## SET PROBLEM
Rewrite the lines from the one containing "Please identify the red" through the one containing "<point>57,35</point>", inclusive, swapping "wood beam" for "timber beam" and leaving everything else unchanged.

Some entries
* begin *

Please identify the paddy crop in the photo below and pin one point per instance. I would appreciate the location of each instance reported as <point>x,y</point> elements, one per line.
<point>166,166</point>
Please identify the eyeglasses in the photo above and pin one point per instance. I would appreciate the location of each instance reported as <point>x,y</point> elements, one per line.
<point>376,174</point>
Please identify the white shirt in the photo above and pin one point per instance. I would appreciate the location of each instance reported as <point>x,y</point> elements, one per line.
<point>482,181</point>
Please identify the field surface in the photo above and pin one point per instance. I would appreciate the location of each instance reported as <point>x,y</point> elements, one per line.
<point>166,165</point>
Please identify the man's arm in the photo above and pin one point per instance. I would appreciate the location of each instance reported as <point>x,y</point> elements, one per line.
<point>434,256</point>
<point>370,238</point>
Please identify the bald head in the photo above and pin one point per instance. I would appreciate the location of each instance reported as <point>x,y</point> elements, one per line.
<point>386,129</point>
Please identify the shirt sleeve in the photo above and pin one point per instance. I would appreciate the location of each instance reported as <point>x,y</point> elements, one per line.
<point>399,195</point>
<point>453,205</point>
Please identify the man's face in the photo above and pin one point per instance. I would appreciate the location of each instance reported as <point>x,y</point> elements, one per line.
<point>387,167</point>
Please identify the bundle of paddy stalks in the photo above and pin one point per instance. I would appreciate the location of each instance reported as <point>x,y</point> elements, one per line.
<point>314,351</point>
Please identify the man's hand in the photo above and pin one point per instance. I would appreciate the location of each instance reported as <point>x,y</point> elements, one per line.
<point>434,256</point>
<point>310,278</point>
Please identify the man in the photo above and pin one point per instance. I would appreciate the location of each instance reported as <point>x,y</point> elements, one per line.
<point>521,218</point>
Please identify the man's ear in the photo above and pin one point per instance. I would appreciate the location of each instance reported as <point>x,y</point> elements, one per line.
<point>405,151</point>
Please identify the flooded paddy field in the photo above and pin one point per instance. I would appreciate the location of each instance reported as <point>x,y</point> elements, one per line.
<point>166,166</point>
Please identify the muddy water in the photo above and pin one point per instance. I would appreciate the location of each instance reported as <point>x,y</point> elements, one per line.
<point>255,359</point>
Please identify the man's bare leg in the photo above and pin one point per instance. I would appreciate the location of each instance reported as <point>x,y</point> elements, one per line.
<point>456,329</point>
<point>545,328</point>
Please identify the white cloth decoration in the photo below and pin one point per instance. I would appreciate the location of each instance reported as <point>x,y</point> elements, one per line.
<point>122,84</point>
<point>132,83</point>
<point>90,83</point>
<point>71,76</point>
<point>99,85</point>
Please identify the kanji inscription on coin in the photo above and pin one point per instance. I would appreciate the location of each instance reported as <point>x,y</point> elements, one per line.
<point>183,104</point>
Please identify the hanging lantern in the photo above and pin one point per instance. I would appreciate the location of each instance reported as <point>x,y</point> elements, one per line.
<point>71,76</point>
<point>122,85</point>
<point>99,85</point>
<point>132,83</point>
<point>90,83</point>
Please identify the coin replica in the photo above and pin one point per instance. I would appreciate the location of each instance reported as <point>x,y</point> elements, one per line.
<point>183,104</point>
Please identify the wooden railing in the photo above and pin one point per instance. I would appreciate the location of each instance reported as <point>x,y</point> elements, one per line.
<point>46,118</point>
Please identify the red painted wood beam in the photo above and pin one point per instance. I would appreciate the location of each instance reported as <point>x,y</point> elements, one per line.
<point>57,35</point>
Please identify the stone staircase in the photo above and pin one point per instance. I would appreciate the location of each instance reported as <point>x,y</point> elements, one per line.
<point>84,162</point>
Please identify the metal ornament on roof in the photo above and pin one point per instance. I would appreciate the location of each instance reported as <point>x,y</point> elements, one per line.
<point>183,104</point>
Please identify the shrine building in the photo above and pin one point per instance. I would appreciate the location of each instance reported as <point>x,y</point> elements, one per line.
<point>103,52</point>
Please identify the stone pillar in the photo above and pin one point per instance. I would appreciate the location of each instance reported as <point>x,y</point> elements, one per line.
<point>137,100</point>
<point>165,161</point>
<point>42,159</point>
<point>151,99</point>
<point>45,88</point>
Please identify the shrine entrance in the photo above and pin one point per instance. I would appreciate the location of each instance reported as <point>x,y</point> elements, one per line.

* end *

## WRITTEN RESPONSE
Please identify the red painted timber beam in the photo above and pin one point per instance. I would appreciate the location of each instance reported as <point>x,y</point> elements, one per line.
<point>57,35</point>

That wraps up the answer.